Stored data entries
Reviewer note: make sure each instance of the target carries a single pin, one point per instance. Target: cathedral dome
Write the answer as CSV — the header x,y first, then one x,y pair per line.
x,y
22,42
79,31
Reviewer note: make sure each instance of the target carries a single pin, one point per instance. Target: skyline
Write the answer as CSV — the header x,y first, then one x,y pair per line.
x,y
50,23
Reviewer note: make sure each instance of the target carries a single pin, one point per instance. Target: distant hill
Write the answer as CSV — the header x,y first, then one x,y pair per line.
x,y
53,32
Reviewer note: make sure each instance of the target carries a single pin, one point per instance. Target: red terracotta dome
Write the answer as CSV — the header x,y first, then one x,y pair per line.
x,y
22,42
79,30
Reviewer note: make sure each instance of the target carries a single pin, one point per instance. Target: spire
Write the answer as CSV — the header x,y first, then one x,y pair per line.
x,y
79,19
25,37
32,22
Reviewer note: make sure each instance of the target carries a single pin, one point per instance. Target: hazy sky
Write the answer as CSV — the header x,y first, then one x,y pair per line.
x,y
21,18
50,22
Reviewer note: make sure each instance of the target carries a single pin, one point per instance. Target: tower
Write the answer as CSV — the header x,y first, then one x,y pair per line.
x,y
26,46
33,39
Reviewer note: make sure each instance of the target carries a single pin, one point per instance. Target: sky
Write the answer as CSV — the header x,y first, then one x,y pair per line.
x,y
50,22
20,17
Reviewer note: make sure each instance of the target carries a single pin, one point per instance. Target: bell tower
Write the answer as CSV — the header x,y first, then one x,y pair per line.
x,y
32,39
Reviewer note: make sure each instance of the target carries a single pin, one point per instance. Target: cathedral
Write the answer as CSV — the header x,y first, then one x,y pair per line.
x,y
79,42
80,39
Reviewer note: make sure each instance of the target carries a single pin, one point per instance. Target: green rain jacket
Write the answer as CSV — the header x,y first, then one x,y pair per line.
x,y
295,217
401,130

WHAT NEEDS TO BE DONE: Please return all lines above in which the string "tower" is found.

RESPONSE BOX:
Reviewer note: make sure each instance of the target carries a single pin, one point per instance. Target: tower
Reviewer note: make sure each instance of the target carries a single pin, one point per instance. Target: bell tower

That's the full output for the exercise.